# PAGE:

- Born: Antonio Gómez de los Reyes 3 December 1961 (age 64) Seville, Spain

= Antonio Canales (flamenco) =

Spanish flamenco dancer

Antonio Gómez de los Reyes known as Antonio Canales is a male flamenco dancer and choreographer born in Seville.

== Biography ==
He was born in Seville in 1961. He began his studies at the Spanish National Ballet. In 1981, signed by Víctor Ullate, he became a solo dancer at the Spanish National Ballet in Madrid.

In 1985, he moved to Paris where he joined the company of Maguy Marin. Maguy Marin opened the doors for him to the world of dance on an international level. He has shared the stage with dancers such as Rudolf Nureyev, Maya Plisetskaya, Carla Fracci, Vladimir Vasilev, Fernando Bujones, Peter Schaufuss, Sylvie Guillem, Patrick Dupond and Julio Bocca.

In 1992 he set up his own company and he debuted in Bilbao with the choreographies: A Ti, Carmen Amaya and Siempre Flamenco. In January 1992 he participated in the gala Gigantes de la Danza, at the Teatro de los Campo Elíseos, in Paris. The same year on the celebrations of the Fifth Centenary of the discovery of America, he performed at the World Financial Center in New York, at the Holland Festival in the Netherlands and at the Metki Hall in Tokyo.

In 1993, he premiered Torero at the Theater Place D, Arts of Montreal where he began a long tour at cities of Canada. His show Torero was nominated for an Emmy award and in the same year, Antonio Canales was awarded the National Dance Award.

In 1994 and 1995 he was invited to participate in the gala Estrellas de Montreal, in Canada, and in 1997 he participated in the Gala of the Stars organized by the Ballet of Monte Carlo.

In the 1995 edition of the EMMY awards, the TVE performance of the choreography of Antonio Canales, "TORERO" was nominated by Spain in the category of "Artistic Presentation", remaining semifinalist.

In February 1996, Antonio Canales was awarded with the NATIONAL DANCE PRIZE of 1995 at the National Auditorium (Mexico).

In 1996, the Torero choreography was awarded with the silver medal at FIPA 96 (Biarritz). In the same year, Antonio Canales premiered his production Gitano in which Sara Baras was an invited artist. This show was presented at the Bienal de Flamenco de Sevilla and toured at the Festival de Otoño in Madrid in the Albéniz Theater, the Champs Elysees Theater.

In January 1997, he was the representative of dance in Europe, within the framework of the Gala of Stars of Dance.

In November 1998, due to the Autumn Festival of Madrid he opened a new show named Bengues. It was the fruit of the first collaboration between Antonio Canales (choreography) and D. Lluis Pasqual (stage direction). That same year, fulfilling an order from the National Ballet of Spain, he performed the choreography, Grito, which was presented in February 1998 at the City Center in New York.

# WORK TO BE COMPLETED:
Copy the text about Antonio Canales word for word, from "- Born: Antonio" up to and including "Ballet in Madrid.". The rows have no connection to the text about Antonio Canales.

# INFORMATION SHOWN:

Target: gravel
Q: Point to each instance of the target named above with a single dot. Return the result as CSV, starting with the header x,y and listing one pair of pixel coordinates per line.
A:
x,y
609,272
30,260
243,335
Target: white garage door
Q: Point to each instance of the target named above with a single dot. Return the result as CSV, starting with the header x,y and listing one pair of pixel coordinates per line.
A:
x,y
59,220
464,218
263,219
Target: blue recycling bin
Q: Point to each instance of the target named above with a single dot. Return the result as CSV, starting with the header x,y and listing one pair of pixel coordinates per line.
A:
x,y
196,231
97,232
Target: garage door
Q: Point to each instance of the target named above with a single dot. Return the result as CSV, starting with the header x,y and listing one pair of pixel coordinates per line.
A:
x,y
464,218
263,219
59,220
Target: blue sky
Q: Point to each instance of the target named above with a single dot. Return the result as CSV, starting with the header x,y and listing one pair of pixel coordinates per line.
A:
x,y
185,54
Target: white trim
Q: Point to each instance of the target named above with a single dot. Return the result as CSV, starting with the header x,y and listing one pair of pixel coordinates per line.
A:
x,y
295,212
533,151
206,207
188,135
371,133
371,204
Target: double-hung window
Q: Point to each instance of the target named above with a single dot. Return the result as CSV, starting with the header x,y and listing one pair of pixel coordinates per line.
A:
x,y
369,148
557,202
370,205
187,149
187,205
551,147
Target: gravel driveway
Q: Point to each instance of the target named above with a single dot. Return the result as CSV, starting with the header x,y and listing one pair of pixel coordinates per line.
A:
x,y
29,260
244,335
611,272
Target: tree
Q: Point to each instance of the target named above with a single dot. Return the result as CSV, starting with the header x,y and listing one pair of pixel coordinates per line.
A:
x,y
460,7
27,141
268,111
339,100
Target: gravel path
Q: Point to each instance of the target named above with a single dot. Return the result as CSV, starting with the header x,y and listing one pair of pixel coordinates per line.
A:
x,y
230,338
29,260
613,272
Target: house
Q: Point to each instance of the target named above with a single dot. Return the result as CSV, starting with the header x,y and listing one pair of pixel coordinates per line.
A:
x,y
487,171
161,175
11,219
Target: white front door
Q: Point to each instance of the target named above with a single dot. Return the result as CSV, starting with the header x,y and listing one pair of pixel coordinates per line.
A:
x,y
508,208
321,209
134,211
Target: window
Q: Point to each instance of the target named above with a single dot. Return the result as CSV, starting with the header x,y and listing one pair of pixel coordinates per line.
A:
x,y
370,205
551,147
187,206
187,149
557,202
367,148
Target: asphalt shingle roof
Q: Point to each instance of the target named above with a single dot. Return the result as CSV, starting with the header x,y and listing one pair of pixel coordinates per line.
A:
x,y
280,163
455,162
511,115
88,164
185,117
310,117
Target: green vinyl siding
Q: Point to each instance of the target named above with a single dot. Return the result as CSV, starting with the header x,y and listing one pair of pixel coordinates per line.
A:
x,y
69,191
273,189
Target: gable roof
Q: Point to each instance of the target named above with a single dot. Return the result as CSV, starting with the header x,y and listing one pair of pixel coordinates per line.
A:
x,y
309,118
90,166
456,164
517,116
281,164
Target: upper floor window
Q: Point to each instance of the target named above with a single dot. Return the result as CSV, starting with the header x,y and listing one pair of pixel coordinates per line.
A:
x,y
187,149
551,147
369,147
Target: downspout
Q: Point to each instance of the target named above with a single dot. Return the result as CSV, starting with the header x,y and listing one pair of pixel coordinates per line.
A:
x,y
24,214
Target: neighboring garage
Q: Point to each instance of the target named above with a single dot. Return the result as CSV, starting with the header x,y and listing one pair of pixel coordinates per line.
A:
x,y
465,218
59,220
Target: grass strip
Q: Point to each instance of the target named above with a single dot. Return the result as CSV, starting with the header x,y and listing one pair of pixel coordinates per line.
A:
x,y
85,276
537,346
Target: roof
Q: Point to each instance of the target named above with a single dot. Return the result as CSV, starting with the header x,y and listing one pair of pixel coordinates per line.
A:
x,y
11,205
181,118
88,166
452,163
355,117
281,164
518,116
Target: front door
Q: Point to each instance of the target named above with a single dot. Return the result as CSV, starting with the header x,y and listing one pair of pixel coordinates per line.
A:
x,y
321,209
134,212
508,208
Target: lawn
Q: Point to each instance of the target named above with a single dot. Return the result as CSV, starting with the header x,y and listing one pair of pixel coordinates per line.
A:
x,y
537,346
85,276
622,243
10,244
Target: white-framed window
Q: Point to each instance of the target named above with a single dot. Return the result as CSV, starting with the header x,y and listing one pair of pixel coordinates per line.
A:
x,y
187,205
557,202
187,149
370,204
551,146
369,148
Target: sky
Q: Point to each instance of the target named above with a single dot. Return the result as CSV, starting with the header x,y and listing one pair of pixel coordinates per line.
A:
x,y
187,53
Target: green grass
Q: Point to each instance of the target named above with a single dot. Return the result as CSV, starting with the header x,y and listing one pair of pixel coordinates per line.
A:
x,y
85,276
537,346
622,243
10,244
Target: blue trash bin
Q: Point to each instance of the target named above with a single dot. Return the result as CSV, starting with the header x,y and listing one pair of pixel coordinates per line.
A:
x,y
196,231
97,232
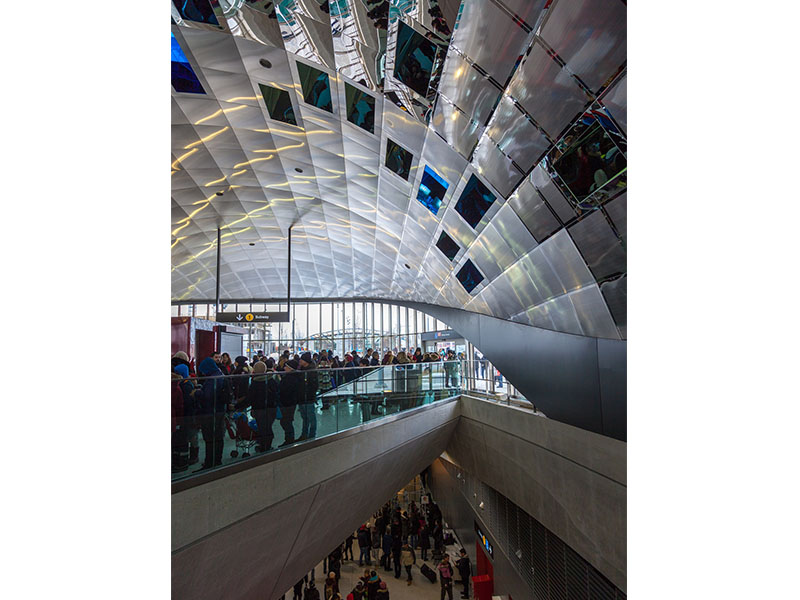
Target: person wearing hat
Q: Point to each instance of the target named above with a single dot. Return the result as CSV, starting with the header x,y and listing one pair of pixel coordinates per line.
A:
x,y
446,577
359,592
408,559
373,583
262,396
331,588
308,397
383,592
287,399
465,570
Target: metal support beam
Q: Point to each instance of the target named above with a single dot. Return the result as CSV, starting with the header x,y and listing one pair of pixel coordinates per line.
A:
x,y
219,254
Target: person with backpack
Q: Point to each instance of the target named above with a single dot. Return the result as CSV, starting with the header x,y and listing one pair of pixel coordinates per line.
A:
x,y
424,540
383,592
364,543
287,399
397,550
312,593
386,559
262,396
465,571
446,577
373,584
331,588
215,395
359,592
308,397
408,558
188,423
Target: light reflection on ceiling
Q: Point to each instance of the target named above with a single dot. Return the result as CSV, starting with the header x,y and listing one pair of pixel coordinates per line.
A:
x,y
521,101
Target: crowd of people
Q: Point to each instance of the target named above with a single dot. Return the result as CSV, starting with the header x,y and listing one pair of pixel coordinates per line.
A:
x,y
390,543
201,396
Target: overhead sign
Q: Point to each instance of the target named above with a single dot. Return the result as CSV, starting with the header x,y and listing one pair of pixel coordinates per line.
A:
x,y
484,541
447,334
253,317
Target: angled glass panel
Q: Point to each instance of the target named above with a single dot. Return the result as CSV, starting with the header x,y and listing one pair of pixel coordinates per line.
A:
x,y
431,190
448,247
469,276
199,11
475,200
360,108
590,160
184,78
398,159
316,87
414,59
279,104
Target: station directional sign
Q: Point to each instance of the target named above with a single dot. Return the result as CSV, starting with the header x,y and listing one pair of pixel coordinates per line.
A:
x,y
244,318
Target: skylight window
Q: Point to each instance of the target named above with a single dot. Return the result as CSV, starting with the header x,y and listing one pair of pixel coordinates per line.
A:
x,y
279,104
469,276
431,190
475,200
316,87
184,78
414,59
199,11
360,108
398,159
448,247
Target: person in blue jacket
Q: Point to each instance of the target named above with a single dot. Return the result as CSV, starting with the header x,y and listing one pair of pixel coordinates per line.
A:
x,y
214,397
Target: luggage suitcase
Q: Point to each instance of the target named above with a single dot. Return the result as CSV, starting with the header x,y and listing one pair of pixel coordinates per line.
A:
x,y
428,572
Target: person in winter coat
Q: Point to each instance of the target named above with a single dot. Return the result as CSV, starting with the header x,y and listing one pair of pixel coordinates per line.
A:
x,y
383,593
397,551
359,592
331,588
180,358
312,593
376,543
287,399
408,559
214,398
262,396
465,571
446,577
364,543
188,422
241,382
308,400
386,559
373,583
424,541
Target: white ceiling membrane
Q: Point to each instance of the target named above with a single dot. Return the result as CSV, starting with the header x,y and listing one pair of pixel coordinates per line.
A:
x,y
372,128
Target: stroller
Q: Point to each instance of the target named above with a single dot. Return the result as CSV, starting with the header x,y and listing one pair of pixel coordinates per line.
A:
x,y
242,431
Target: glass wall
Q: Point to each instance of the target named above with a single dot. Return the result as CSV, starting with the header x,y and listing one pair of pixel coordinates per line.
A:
x,y
338,326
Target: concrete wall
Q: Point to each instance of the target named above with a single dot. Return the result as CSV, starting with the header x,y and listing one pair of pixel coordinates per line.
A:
x,y
572,481
571,378
260,530
461,517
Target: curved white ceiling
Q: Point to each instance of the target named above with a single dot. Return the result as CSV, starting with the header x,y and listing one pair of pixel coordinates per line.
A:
x,y
358,229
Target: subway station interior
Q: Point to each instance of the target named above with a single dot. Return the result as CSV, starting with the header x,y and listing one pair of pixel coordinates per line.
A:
x,y
398,295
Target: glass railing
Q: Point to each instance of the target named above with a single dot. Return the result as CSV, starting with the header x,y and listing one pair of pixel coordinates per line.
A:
x,y
220,420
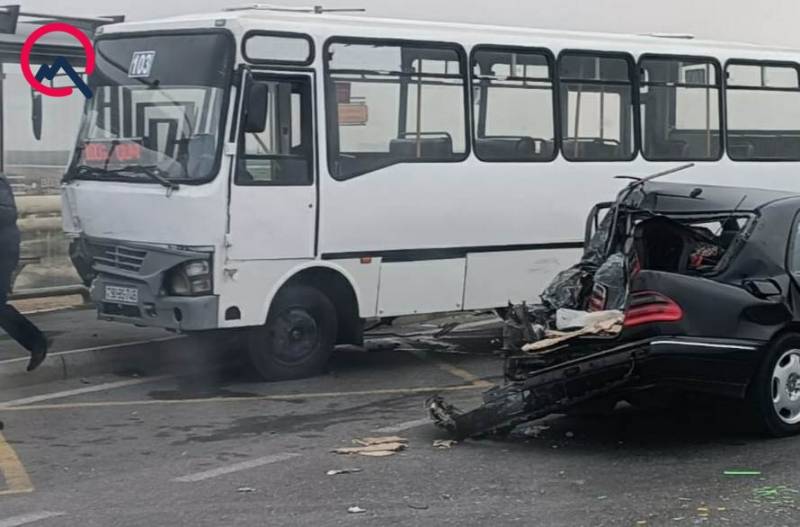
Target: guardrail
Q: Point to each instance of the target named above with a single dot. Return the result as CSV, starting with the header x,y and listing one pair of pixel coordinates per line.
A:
x,y
44,250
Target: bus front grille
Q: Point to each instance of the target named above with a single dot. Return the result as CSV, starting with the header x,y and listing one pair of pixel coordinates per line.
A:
x,y
118,256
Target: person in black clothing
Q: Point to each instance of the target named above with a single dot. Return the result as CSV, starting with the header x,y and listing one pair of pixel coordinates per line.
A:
x,y
12,321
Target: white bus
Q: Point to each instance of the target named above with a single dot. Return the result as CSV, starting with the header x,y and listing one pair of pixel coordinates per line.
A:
x,y
296,173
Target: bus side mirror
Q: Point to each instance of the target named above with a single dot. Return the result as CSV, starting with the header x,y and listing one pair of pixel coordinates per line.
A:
x,y
36,114
256,108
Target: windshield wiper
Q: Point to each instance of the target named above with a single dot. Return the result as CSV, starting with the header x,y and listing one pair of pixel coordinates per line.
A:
x,y
152,172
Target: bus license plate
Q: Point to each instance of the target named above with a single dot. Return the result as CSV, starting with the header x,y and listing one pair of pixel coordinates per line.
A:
x,y
122,295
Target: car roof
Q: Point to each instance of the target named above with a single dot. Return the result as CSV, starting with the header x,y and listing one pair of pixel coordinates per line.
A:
x,y
662,197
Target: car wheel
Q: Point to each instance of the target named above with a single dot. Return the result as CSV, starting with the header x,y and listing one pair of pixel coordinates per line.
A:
x,y
298,337
775,391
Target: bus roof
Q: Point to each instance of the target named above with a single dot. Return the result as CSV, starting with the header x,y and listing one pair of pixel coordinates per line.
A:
x,y
354,25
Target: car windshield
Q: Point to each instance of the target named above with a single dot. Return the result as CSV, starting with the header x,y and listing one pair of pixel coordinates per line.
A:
x,y
150,111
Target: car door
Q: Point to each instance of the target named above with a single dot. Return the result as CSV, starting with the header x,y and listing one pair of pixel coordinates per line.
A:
x,y
273,197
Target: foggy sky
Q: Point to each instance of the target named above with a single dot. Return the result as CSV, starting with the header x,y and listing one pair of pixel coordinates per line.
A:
x,y
765,22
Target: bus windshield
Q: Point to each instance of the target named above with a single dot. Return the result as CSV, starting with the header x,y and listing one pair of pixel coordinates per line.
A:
x,y
155,108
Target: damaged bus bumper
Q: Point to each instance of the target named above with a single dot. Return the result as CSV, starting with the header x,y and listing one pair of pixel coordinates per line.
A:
x,y
719,366
137,284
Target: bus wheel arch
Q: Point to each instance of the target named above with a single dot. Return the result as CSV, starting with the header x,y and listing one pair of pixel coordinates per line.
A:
x,y
308,314
341,291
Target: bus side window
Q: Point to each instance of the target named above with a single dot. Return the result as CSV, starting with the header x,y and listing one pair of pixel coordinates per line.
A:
x,y
391,103
763,102
680,109
513,113
282,153
597,121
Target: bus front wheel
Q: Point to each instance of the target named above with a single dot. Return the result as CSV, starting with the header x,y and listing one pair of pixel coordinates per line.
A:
x,y
298,337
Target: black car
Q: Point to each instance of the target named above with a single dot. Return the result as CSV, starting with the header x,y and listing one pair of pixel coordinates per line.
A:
x,y
710,303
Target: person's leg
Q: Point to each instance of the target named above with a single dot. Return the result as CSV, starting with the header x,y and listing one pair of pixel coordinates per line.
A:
x,y
19,328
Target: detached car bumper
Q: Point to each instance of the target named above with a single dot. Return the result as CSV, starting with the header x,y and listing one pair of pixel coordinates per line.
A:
x,y
720,366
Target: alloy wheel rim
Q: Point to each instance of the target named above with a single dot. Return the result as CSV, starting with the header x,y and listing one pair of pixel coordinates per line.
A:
x,y
785,387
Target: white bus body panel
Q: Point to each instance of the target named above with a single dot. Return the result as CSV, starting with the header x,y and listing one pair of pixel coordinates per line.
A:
x,y
272,222
494,279
472,207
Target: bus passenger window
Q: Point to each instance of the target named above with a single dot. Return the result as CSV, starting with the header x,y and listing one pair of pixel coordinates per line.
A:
x,y
596,107
513,98
763,102
393,103
282,153
680,109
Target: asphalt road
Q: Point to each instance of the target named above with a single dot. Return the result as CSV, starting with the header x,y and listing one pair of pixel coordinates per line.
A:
x,y
218,449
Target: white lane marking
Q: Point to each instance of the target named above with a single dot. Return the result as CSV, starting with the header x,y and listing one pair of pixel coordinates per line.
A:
x,y
399,427
80,391
236,467
24,519
108,347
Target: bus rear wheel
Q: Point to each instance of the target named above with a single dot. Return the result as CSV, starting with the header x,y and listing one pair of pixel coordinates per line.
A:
x,y
298,338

# SOLUTION FOR THIS EXERCISE:
- Born: Antonio Gómez de los Reyes 3 December 1961 (age 64) Seville, Spain

= Antonio Canales (flamenco) =

Spanish flamenco dancer

Antonio Gómez de los Reyes known as Antonio Canales is a male flamenco dancer and choreographer born in Seville.

== Biography ==
He was born in Seville in 1961. He began his studies at the Spanish National Ballet. In 1981, signed by Víctor Ullate, he became a solo dancer at the Spanish National Ballet in Madrid.